Labeled area outline entries:
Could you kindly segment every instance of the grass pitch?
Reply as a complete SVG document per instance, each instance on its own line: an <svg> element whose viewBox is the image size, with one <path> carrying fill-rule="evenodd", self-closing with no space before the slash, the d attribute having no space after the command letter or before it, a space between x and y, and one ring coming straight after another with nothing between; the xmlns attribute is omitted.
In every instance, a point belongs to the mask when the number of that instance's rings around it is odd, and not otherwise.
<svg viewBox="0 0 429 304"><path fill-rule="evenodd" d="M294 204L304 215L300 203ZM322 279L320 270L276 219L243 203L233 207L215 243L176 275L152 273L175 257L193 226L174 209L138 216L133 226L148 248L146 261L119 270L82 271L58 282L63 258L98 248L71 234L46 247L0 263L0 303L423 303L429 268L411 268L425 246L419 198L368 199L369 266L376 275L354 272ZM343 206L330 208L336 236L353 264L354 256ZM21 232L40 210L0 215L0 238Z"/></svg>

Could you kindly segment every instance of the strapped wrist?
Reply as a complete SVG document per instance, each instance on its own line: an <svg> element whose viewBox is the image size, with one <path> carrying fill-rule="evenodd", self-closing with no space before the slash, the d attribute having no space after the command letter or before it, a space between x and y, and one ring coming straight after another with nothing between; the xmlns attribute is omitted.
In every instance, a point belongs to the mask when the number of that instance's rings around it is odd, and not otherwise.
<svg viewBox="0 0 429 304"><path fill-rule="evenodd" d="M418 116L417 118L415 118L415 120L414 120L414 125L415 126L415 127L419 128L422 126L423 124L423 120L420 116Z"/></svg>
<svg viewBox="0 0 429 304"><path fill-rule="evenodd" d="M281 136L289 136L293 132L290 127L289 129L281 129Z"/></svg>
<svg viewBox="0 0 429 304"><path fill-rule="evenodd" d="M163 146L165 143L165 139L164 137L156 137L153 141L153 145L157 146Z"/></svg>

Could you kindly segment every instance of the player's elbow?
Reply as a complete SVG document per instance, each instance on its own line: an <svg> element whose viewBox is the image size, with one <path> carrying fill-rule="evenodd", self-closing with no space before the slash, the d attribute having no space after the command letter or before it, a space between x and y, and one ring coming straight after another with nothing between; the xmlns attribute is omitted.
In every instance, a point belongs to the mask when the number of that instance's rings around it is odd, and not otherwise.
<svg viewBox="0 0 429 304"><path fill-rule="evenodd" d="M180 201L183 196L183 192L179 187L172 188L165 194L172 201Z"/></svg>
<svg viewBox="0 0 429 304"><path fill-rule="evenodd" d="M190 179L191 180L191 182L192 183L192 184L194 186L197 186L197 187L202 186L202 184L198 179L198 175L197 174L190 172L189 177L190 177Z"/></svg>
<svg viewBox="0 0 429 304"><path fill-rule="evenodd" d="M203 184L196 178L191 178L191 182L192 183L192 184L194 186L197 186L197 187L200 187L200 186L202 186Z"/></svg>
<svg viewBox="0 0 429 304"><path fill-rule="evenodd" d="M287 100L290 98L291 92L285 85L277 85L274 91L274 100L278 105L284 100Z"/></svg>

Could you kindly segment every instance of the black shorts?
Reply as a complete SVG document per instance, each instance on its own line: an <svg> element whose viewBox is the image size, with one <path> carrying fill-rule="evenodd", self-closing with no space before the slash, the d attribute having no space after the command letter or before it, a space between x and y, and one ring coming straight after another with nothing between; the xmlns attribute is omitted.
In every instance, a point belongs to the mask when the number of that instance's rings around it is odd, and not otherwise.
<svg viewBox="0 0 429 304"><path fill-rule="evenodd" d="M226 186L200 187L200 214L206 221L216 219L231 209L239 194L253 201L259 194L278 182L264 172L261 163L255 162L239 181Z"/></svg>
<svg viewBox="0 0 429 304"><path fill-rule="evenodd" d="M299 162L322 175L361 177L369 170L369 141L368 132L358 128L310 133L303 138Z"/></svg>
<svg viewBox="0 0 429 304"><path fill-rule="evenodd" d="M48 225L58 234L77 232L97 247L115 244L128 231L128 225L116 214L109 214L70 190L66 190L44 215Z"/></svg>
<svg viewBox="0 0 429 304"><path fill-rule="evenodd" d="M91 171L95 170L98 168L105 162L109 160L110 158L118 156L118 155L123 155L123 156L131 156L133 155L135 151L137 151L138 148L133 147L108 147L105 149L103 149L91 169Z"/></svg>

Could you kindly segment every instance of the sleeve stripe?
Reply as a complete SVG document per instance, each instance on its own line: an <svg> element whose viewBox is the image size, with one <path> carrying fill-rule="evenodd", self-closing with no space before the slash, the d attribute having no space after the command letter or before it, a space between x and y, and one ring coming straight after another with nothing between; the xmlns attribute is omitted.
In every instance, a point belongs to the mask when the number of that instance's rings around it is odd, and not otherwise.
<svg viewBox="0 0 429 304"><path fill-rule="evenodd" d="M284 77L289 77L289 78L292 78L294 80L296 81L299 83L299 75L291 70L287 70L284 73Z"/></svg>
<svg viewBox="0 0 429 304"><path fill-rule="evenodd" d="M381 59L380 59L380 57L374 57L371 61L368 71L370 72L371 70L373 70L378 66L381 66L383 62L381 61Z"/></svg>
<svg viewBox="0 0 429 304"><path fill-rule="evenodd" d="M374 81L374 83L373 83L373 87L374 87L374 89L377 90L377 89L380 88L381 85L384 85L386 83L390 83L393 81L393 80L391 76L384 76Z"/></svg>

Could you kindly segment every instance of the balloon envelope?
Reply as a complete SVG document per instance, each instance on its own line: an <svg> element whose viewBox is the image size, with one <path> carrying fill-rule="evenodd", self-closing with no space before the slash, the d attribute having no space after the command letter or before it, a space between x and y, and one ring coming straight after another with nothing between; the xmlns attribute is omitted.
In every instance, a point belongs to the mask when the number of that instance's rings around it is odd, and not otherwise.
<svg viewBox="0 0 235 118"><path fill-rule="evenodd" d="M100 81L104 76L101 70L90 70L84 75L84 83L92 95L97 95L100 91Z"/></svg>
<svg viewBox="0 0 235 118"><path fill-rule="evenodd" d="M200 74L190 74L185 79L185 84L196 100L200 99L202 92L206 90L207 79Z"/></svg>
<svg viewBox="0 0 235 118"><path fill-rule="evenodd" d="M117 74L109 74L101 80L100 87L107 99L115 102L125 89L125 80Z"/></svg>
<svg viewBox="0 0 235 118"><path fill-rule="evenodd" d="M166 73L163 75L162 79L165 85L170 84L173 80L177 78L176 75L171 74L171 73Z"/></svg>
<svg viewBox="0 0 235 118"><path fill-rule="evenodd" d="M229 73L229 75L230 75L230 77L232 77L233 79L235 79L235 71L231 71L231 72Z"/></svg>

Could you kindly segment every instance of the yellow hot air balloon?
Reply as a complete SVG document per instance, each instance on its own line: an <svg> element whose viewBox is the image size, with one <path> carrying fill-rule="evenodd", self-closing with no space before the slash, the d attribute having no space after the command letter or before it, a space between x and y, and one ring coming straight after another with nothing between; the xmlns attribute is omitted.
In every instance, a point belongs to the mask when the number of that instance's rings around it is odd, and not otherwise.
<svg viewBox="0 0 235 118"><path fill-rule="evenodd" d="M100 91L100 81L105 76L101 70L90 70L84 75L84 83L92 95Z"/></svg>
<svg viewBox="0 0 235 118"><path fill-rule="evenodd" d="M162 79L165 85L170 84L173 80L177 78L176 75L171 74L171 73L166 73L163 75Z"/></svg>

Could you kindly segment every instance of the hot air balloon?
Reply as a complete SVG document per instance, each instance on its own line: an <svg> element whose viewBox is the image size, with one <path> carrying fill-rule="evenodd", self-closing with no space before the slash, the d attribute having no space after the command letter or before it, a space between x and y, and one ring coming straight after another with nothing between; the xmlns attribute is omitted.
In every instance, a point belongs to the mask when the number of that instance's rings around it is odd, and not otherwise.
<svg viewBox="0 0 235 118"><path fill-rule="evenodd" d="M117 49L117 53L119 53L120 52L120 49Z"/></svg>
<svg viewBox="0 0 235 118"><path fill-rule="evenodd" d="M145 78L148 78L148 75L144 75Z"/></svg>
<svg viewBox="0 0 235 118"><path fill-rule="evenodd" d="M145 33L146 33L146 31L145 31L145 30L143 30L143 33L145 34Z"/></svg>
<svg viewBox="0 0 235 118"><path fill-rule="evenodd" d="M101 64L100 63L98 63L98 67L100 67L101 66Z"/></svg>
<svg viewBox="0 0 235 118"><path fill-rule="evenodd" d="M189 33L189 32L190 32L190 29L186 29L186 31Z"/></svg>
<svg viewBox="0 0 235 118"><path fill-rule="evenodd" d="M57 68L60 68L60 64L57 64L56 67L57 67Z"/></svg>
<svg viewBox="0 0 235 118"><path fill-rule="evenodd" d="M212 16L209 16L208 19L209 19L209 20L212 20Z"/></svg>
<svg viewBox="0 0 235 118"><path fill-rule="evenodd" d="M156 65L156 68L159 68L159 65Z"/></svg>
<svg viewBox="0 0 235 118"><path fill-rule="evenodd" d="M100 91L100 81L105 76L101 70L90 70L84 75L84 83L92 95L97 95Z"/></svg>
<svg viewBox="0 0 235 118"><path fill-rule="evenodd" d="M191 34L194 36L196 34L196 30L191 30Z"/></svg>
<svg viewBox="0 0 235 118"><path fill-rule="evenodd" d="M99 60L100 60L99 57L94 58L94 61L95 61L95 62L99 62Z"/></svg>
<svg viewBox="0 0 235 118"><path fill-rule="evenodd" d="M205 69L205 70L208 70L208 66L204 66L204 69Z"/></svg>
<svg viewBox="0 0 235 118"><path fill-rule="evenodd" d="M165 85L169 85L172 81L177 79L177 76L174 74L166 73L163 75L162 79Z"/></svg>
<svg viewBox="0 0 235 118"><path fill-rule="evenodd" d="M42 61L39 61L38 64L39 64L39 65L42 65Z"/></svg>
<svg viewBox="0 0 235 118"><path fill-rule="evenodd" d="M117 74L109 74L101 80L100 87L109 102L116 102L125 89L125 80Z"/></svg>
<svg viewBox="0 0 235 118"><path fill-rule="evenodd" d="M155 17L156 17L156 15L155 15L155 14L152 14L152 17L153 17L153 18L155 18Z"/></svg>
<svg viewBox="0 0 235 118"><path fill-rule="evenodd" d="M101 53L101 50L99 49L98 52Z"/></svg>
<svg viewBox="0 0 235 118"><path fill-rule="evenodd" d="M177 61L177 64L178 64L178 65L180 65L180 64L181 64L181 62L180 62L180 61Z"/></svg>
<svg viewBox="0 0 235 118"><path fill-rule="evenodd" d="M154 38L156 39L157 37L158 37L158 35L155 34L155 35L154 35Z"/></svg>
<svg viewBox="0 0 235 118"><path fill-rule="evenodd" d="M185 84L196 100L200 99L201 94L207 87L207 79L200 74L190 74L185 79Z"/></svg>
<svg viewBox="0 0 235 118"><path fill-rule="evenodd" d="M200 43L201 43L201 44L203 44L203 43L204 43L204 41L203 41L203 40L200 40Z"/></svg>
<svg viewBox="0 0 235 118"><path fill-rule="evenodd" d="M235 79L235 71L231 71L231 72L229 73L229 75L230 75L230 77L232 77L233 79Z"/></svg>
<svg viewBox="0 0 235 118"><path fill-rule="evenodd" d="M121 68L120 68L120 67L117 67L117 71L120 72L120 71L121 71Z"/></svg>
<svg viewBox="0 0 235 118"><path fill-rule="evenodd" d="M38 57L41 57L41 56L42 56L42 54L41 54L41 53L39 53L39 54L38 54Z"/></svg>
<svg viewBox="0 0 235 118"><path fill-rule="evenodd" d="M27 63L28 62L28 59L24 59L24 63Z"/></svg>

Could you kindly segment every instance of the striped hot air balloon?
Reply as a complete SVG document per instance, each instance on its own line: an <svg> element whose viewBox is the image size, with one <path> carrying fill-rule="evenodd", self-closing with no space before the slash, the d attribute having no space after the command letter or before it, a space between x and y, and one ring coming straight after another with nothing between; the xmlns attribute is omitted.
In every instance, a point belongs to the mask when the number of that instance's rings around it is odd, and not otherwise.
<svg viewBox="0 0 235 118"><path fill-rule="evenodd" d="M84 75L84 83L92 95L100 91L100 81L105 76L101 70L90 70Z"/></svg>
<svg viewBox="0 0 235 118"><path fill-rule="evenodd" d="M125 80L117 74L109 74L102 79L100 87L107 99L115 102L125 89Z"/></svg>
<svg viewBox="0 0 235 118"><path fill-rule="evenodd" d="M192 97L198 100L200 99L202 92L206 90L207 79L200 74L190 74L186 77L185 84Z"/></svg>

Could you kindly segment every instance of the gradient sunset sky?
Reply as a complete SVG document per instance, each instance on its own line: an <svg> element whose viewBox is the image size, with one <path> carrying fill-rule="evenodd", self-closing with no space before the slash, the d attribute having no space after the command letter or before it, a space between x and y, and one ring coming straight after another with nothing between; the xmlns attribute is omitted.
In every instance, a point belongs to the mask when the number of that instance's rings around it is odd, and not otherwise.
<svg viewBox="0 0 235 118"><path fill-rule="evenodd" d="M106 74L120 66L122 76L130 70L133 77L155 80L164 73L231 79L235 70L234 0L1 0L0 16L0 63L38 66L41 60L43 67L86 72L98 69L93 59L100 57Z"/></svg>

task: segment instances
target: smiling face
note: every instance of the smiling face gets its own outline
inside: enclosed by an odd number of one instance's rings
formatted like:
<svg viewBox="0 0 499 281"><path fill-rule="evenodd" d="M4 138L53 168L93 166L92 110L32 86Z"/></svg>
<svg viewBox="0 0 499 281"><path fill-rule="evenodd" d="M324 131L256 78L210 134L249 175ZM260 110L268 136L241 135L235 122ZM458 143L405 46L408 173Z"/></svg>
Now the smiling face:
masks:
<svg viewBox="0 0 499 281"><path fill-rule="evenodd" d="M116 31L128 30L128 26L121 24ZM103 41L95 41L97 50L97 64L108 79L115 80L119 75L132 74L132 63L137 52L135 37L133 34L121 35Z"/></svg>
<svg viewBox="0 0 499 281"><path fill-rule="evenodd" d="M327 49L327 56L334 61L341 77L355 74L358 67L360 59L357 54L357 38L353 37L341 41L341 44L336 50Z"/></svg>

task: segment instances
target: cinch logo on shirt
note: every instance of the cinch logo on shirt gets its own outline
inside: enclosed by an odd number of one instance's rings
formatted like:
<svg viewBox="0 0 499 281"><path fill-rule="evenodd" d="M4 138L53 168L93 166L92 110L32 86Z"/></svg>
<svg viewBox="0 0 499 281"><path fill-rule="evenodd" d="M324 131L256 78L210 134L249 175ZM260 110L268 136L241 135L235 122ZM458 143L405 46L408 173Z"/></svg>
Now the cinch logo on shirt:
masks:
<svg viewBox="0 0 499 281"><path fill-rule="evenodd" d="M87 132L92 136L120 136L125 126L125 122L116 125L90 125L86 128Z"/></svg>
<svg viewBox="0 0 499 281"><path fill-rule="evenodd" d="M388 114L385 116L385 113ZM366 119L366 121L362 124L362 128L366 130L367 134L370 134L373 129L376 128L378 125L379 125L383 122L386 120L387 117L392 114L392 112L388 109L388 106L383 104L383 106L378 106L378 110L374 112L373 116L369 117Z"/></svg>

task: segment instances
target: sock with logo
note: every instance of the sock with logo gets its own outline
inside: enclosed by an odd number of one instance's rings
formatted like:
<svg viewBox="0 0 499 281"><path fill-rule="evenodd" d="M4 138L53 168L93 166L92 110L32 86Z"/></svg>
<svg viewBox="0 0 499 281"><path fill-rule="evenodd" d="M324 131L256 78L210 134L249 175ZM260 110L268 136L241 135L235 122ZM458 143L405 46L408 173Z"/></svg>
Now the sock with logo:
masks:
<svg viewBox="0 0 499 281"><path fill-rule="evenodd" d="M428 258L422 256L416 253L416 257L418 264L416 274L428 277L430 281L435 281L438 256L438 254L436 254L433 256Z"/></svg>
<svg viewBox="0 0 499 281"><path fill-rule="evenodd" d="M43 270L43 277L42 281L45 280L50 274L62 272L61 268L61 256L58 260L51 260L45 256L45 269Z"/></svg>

Problem requirements
In the listing above, output everything from the line containing "Could you kindly segment every instance of the gradient" down to the line containing "74L120 66L122 76L130", both included, as a JSON list of strings with one string per line and blank lines omitted.

Solution for this problem
[
  "Could you kindly segment every instance of the gradient sunset sky?",
  "Reply as a complete SVG document per instance, each instance on its own line: an <svg> element whose viewBox is the image size, with one <path> carrying fill-rule=\"evenodd\", self-closing with no space before the slash, the d attribute having no space after the command letter or before it, a space between x and y, and one ring coming straight after another with nothing between; the xmlns attribute is omitted.",
  "In every instance, a point belongs to the mask when the number of that instance's rings around it is odd, and not otherwise.",
  "<svg viewBox=\"0 0 235 118\"><path fill-rule=\"evenodd\" d=\"M106 74L120 66L122 76L130 70L133 77L155 80L164 73L231 79L235 70L234 0L1 0L0 16L0 63L38 66L41 60L43 67L86 72L98 69L93 59L100 57Z\"/></svg>"
]